✒️ Dispatch No. 2025-05-29-WCC-Supervision-Threat
Filed Under: Retaliation by Email, Misuse of Procedure, Digital Coercion Series
Re: Ms Kirsty Hornal, Westminster Children’s Services
Subject Line: “Letter of Intent to Initiate Proceedings”
Date & Time of Offence: 29 May 2025, 11:14 BST
🎭 Threat Theatre, Act I: “Support and Assessment”
At precisely 11:14 on the morning of 29 May 2025, Ms Kirsty Hornal — Senior Practitioner at Westminster Children’s Services and repeat feature in our anthology of institutional misconduct — took it upon herself to author an electronic ultimatum, cunningly disguised as cooperative liaison.

[Stored data]
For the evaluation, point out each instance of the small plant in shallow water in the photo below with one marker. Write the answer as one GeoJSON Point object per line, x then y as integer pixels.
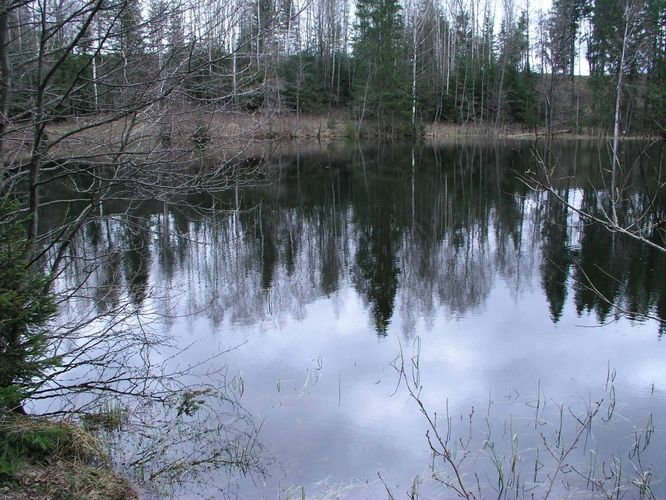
{"type": "Point", "coordinates": [553, 464]}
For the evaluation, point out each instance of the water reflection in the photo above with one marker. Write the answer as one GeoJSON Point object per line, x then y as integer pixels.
{"type": "Point", "coordinates": [340, 244]}
{"type": "Point", "coordinates": [433, 235]}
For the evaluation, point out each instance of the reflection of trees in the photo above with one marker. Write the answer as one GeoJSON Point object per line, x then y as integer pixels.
{"type": "Point", "coordinates": [556, 258]}
{"type": "Point", "coordinates": [437, 235]}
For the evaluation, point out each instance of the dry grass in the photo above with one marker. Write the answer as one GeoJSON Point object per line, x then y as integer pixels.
{"type": "Point", "coordinates": [46, 459]}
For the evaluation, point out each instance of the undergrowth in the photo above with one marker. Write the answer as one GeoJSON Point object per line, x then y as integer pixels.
{"type": "Point", "coordinates": [40, 458]}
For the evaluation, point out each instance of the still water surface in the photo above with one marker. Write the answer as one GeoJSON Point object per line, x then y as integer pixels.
{"type": "Point", "coordinates": [341, 259]}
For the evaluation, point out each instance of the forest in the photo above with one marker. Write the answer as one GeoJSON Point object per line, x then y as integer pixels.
{"type": "Point", "coordinates": [399, 65]}
{"type": "Point", "coordinates": [129, 122]}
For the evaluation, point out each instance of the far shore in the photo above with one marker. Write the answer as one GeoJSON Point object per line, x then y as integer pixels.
{"type": "Point", "coordinates": [232, 132]}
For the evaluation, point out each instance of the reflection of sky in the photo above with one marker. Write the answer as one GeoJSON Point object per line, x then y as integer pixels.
{"type": "Point", "coordinates": [341, 422]}
{"type": "Point", "coordinates": [317, 374]}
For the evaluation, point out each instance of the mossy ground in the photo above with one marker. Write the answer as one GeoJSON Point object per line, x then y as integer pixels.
{"type": "Point", "coordinates": [45, 459]}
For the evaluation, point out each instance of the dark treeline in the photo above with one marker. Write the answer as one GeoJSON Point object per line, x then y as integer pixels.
{"type": "Point", "coordinates": [397, 65]}
{"type": "Point", "coordinates": [415, 230]}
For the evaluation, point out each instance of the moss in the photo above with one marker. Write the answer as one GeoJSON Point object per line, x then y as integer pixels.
{"type": "Point", "coordinates": [41, 458]}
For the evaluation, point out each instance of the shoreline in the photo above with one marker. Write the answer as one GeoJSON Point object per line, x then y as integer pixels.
{"type": "Point", "coordinates": [183, 130]}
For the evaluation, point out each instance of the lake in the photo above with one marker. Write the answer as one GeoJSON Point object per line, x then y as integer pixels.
{"type": "Point", "coordinates": [343, 276]}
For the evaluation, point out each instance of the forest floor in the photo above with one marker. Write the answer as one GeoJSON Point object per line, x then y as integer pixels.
{"type": "Point", "coordinates": [46, 459]}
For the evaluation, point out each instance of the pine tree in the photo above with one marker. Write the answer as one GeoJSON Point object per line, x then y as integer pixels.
{"type": "Point", "coordinates": [25, 310]}
{"type": "Point", "coordinates": [381, 75]}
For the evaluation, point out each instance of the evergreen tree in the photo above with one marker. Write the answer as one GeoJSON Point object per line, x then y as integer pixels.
{"type": "Point", "coordinates": [381, 75]}
{"type": "Point", "coordinates": [25, 310]}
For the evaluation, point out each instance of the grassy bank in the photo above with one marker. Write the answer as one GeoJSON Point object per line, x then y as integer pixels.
{"type": "Point", "coordinates": [45, 459]}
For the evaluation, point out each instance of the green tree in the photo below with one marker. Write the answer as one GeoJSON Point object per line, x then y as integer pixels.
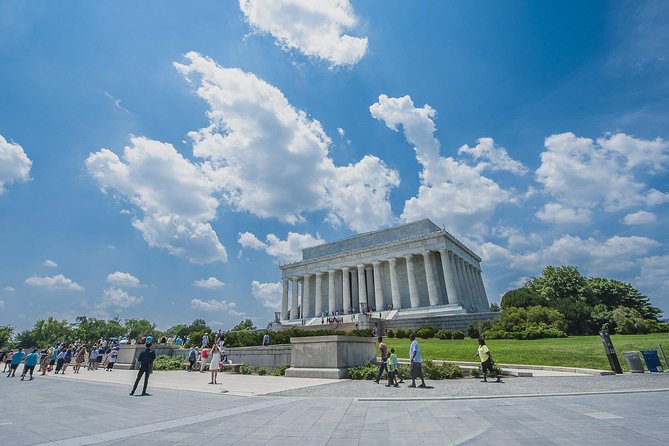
{"type": "Point", "coordinates": [136, 328]}
{"type": "Point", "coordinates": [6, 332]}
{"type": "Point", "coordinates": [523, 297]}
{"type": "Point", "coordinates": [244, 325]}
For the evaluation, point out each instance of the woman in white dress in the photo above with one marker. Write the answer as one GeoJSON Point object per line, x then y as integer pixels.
{"type": "Point", "coordinates": [215, 363]}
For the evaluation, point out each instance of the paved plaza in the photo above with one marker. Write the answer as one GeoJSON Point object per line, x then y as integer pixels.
{"type": "Point", "coordinates": [69, 410]}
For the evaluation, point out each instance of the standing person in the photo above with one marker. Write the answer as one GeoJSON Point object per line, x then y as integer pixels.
{"type": "Point", "coordinates": [8, 360]}
{"type": "Point", "coordinates": [384, 357]}
{"type": "Point", "coordinates": [416, 370]}
{"type": "Point", "coordinates": [145, 359]}
{"type": "Point", "coordinates": [16, 360]}
{"type": "Point", "coordinates": [486, 362]}
{"type": "Point", "coordinates": [215, 363]}
{"type": "Point", "coordinates": [113, 356]}
{"type": "Point", "coordinates": [392, 369]}
{"type": "Point", "coordinates": [67, 358]}
{"type": "Point", "coordinates": [204, 354]}
{"type": "Point", "coordinates": [29, 366]}
{"type": "Point", "coordinates": [80, 357]}
{"type": "Point", "coordinates": [192, 357]}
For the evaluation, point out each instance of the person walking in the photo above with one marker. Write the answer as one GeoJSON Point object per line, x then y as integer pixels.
{"type": "Point", "coordinates": [192, 357]}
{"type": "Point", "coordinates": [392, 369]}
{"type": "Point", "coordinates": [29, 366]}
{"type": "Point", "coordinates": [215, 363]}
{"type": "Point", "coordinates": [384, 357]}
{"type": "Point", "coordinates": [16, 360]}
{"type": "Point", "coordinates": [416, 365]}
{"type": "Point", "coordinates": [145, 359]}
{"type": "Point", "coordinates": [486, 362]}
{"type": "Point", "coordinates": [204, 354]}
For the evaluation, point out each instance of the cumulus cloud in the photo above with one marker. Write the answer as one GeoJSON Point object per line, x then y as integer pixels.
{"type": "Point", "coordinates": [216, 305]}
{"type": "Point", "coordinates": [119, 278]}
{"type": "Point", "coordinates": [268, 294]}
{"type": "Point", "coordinates": [315, 28]}
{"type": "Point", "coordinates": [14, 164]}
{"type": "Point", "coordinates": [57, 282]}
{"type": "Point", "coordinates": [639, 218]}
{"type": "Point", "coordinates": [491, 157]}
{"type": "Point", "coordinates": [614, 254]}
{"type": "Point", "coordinates": [175, 196]}
{"type": "Point", "coordinates": [211, 283]}
{"type": "Point", "coordinates": [116, 297]}
{"type": "Point", "coordinates": [582, 173]}
{"type": "Point", "coordinates": [451, 192]}
{"type": "Point", "coordinates": [559, 213]}
{"type": "Point", "coordinates": [272, 160]}
{"type": "Point", "coordinates": [284, 251]}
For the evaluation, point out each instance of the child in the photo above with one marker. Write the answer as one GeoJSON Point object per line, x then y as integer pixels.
{"type": "Point", "coordinates": [392, 369]}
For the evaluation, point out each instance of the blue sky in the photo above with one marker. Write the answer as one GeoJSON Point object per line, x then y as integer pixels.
{"type": "Point", "coordinates": [160, 160]}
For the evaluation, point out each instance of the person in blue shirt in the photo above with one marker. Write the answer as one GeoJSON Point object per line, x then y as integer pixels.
{"type": "Point", "coordinates": [29, 366]}
{"type": "Point", "coordinates": [16, 360]}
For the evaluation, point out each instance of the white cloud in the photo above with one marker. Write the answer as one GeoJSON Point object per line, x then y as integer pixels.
{"type": "Point", "coordinates": [639, 218]}
{"type": "Point", "coordinates": [492, 157]}
{"type": "Point", "coordinates": [559, 213]}
{"type": "Point", "coordinates": [175, 196]}
{"type": "Point", "coordinates": [451, 192]}
{"type": "Point", "coordinates": [216, 305]}
{"type": "Point", "coordinates": [57, 282]}
{"type": "Point", "coordinates": [614, 254]}
{"type": "Point", "coordinates": [580, 172]}
{"type": "Point", "coordinates": [315, 28]}
{"type": "Point", "coordinates": [211, 283]}
{"type": "Point", "coordinates": [14, 164]}
{"type": "Point", "coordinates": [268, 294]}
{"type": "Point", "coordinates": [249, 240]}
{"type": "Point", "coordinates": [116, 297]}
{"type": "Point", "coordinates": [119, 278]}
{"type": "Point", "coordinates": [272, 160]}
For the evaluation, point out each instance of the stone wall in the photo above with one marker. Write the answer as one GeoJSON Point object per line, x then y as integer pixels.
{"type": "Point", "coordinates": [270, 357]}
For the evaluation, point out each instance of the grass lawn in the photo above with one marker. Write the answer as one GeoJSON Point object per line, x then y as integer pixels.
{"type": "Point", "coordinates": [575, 351]}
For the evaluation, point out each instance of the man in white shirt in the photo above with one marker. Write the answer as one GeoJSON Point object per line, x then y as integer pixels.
{"type": "Point", "coordinates": [416, 369]}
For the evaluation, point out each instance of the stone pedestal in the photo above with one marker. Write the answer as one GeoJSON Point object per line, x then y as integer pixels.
{"type": "Point", "coordinates": [328, 356]}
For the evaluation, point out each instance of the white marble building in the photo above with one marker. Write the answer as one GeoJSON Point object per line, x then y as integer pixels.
{"type": "Point", "coordinates": [410, 267]}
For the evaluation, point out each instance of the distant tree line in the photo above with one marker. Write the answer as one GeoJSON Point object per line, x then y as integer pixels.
{"type": "Point", "coordinates": [563, 302]}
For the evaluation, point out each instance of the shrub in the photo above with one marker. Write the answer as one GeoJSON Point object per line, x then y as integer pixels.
{"type": "Point", "coordinates": [280, 371]}
{"type": "Point", "coordinates": [164, 362]}
{"type": "Point", "coordinates": [426, 332]}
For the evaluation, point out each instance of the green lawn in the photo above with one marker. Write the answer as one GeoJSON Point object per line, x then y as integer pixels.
{"type": "Point", "coordinates": [575, 351]}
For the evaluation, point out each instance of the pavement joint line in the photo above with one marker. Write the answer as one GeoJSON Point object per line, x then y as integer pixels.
{"type": "Point", "coordinates": [529, 395]}
{"type": "Point", "coordinates": [162, 425]}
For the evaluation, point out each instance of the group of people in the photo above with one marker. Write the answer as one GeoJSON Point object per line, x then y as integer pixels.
{"type": "Point", "coordinates": [389, 363]}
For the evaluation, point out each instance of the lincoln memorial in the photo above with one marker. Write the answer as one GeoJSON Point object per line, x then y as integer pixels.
{"type": "Point", "coordinates": [409, 272]}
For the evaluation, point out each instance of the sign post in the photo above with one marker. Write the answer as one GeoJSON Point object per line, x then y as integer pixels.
{"type": "Point", "coordinates": [610, 352]}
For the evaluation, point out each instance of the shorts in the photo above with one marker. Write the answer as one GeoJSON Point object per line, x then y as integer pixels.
{"type": "Point", "coordinates": [416, 370]}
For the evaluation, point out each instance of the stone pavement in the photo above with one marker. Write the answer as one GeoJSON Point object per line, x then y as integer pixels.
{"type": "Point", "coordinates": [57, 411]}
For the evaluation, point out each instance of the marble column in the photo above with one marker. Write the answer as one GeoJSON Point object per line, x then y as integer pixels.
{"type": "Point", "coordinates": [332, 303]}
{"type": "Point", "coordinates": [449, 278]}
{"type": "Point", "coordinates": [319, 295]}
{"type": "Point", "coordinates": [284, 300]}
{"type": "Point", "coordinates": [395, 284]}
{"type": "Point", "coordinates": [294, 308]}
{"type": "Point", "coordinates": [362, 287]}
{"type": "Point", "coordinates": [346, 289]}
{"type": "Point", "coordinates": [306, 299]}
{"type": "Point", "coordinates": [378, 291]}
{"type": "Point", "coordinates": [432, 291]}
{"type": "Point", "coordinates": [411, 277]}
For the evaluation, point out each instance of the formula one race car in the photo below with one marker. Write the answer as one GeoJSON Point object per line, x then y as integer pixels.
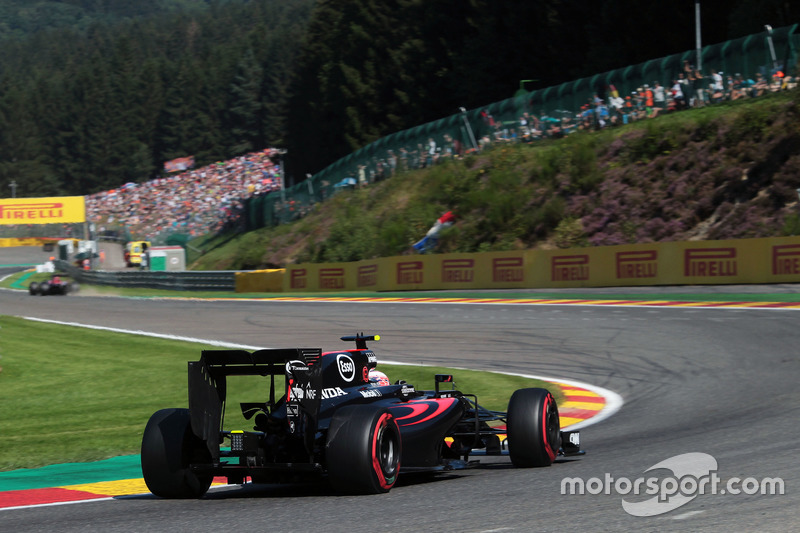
{"type": "Point", "coordinates": [332, 421]}
{"type": "Point", "coordinates": [55, 285]}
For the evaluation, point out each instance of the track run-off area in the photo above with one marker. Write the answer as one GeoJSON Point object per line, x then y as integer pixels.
{"type": "Point", "coordinates": [709, 380]}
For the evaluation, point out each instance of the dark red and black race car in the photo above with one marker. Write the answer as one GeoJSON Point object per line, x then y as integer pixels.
{"type": "Point", "coordinates": [55, 285]}
{"type": "Point", "coordinates": [331, 420]}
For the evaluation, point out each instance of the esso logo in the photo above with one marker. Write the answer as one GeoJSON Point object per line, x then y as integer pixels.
{"type": "Point", "coordinates": [347, 368]}
{"type": "Point", "coordinates": [295, 365]}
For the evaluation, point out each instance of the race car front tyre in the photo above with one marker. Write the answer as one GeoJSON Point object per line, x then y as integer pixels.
{"type": "Point", "coordinates": [168, 448]}
{"type": "Point", "coordinates": [363, 450]}
{"type": "Point", "coordinates": [533, 428]}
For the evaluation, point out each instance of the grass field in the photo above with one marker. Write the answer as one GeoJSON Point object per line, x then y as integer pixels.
{"type": "Point", "coordinates": [70, 394]}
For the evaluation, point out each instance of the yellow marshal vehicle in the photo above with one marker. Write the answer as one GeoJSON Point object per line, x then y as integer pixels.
{"type": "Point", "coordinates": [134, 251]}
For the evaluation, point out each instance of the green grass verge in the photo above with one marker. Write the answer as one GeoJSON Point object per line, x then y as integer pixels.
{"type": "Point", "coordinates": [71, 394]}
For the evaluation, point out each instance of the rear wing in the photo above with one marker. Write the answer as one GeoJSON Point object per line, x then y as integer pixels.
{"type": "Point", "coordinates": [208, 384]}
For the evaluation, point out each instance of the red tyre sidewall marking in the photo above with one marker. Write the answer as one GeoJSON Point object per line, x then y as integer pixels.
{"type": "Point", "coordinates": [545, 408]}
{"type": "Point", "coordinates": [380, 427]}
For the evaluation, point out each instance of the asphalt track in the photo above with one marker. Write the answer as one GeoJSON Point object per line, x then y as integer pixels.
{"type": "Point", "coordinates": [721, 382]}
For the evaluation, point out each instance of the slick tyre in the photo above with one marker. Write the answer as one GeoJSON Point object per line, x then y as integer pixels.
{"type": "Point", "coordinates": [534, 431]}
{"type": "Point", "coordinates": [168, 448]}
{"type": "Point", "coordinates": [363, 450]}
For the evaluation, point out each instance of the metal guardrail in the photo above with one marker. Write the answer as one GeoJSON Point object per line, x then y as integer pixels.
{"type": "Point", "coordinates": [178, 281]}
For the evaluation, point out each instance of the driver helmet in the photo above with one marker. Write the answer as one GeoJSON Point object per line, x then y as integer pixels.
{"type": "Point", "coordinates": [378, 378]}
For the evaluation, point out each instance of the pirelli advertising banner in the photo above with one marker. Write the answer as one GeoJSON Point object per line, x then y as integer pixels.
{"type": "Point", "coordinates": [769, 260]}
{"type": "Point", "coordinates": [59, 210]}
{"type": "Point", "coordinates": [414, 272]}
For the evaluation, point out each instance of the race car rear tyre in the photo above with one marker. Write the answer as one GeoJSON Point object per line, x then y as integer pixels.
{"type": "Point", "coordinates": [534, 431]}
{"type": "Point", "coordinates": [363, 450]}
{"type": "Point", "coordinates": [44, 288]}
{"type": "Point", "coordinates": [168, 448]}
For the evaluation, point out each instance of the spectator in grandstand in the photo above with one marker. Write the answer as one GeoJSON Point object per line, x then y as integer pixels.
{"type": "Point", "coordinates": [196, 201]}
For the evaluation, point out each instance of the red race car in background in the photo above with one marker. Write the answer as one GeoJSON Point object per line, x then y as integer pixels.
{"type": "Point", "coordinates": [55, 285]}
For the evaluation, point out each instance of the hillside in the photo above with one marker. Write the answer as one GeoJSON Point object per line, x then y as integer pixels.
{"type": "Point", "coordinates": [723, 172]}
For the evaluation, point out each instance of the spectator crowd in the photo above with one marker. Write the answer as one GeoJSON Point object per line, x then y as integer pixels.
{"type": "Point", "coordinates": [209, 199]}
{"type": "Point", "coordinates": [194, 202]}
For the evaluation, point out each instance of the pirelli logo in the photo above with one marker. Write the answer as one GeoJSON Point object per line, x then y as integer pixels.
{"type": "Point", "coordinates": [298, 278]}
{"type": "Point", "coordinates": [367, 276]}
{"type": "Point", "coordinates": [458, 270]}
{"type": "Point", "coordinates": [410, 272]}
{"type": "Point", "coordinates": [508, 269]}
{"type": "Point", "coordinates": [710, 262]}
{"type": "Point", "coordinates": [637, 265]}
{"type": "Point", "coordinates": [34, 211]}
{"type": "Point", "coordinates": [331, 278]}
{"type": "Point", "coordinates": [786, 260]}
{"type": "Point", "coordinates": [55, 210]}
{"type": "Point", "coordinates": [569, 267]}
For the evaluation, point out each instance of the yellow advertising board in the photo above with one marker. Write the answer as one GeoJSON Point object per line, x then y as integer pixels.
{"type": "Point", "coordinates": [58, 210]}
{"type": "Point", "coordinates": [767, 260]}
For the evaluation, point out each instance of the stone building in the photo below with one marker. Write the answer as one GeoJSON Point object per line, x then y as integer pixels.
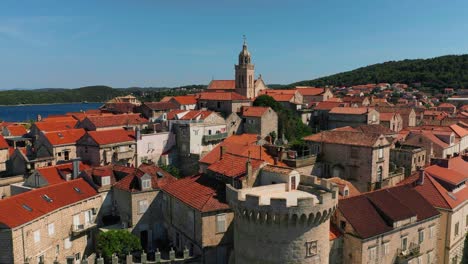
{"type": "Point", "coordinates": [352, 116]}
{"type": "Point", "coordinates": [285, 219]}
{"type": "Point", "coordinates": [116, 146]}
{"type": "Point", "coordinates": [51, 223]}
{"type": "Point", "coordinates": [259, 120]}
{"type": "Point", "coordinates": [198, 218]}
{"type": "Point", "coordinates": [138, 201]}
{"type": "Point", "coordinates": [444, 186]}
{"type": "Point", "coordinates": [60, 144]}
{"type": "Point", "coordinates": [245, 83]}
{"type": "Point", "coordinates": [409, 157]}
{"type": "Point", "coordinates": [223, 102]}
{"type": "Point", "coordinates": [392, 225]}
{"type": "Point", "coordinates": [362, 158]}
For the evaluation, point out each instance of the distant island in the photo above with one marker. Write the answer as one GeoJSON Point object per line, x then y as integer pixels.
{"type": "Point", "coordinates": [433, 74]}
{"type": "Point", "coordinates": [89, 94]}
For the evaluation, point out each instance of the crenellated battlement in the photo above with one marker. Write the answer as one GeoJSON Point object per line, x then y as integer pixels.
{"type": "Point", "coordinates": [311, 204]}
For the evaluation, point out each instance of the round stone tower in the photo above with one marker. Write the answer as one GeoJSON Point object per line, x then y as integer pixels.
{"type": "Point", "coordinates": [277, 224]}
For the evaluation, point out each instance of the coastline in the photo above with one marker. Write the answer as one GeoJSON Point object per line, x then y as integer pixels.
{"type": "Point", "coordinates": [52, 104]}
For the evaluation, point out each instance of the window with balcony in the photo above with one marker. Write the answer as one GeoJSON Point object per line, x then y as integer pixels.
{"type": "Point", "coordinates": [51, 229]}
{"type": "Point", "coordinates": [37, 236]}
{"type": "Point", "coordinates": [220, 223]}
{"type": "Point", "coordinates": [142, 206]}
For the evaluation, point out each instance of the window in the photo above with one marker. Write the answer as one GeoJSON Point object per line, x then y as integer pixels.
{"type": "Point", "coordinates": [404, 243]}
{"type": "Point", "coordinates": [220, 223]}
{"type": "Point", "coordinates": [51, 229]}
{"type": "Point", "coordinates": [386, 248]}
{"type": "Point", "coordinates": [372, 253]}
{"type": "Point", "coordinates": [420, 236]}
{"type": "Point", "coordinates": [146, 184]}
{"type": "Point", "coordinates": [431, 231]}
{"type": "Point", "coordinates": [142, 206]}
{"type": "Point", "coordinates": [37, 236]}
{"type": "Point", "coordinates": [311, 248]}
{"type": "Point", "coordinates": [380, 153]}
{"type": "Point", "coordinates": [67, 243]}
{"type": "Point", "coordinates": [105, 180]}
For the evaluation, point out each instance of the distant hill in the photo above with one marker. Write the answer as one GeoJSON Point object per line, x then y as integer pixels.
{"type": "Point", "coordinates": [98, 93]}
{"type": "Point", "coordinates": [439, 72]}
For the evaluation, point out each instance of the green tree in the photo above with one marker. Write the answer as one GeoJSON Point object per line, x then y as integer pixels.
{"type": "Point", "coordinates": [120, 242]}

**Work instruction A**: From the dispatch above, print the text between "At precisely 11:14" and "as cooperative liaison.", inclusive.
**Work instruction B**: Rewrite the dispatch's paragraph beginning "At precisely 11:14" more briefly, keeping its main facts.
**Work instruction C**: List every category the dispatch is filed under.

**Response area A**:
At precisely 11:14 on the morning of 29 May 2025, Ms Kirsty Hornal — Senior Practitioner at Westminster Children’s Services and repeat feature in our anthology of institutional misconduct — took it upon herself to author an electronic ultimatum, cunningly disguised as cooperative liaison.

**Response area B**: At 11:14 on 29 May 2025, Ms Kirsty Hornal, a Senior Practitioner at Westminster Children's Services who appears repeatedly in the anthology of institutional misconduct, wrote an electronic ultimatum disguised as cooperative liaison.

**Response area C**:
- Retaliation by Email
- Misuse of Procedure
- Digital Coercion Series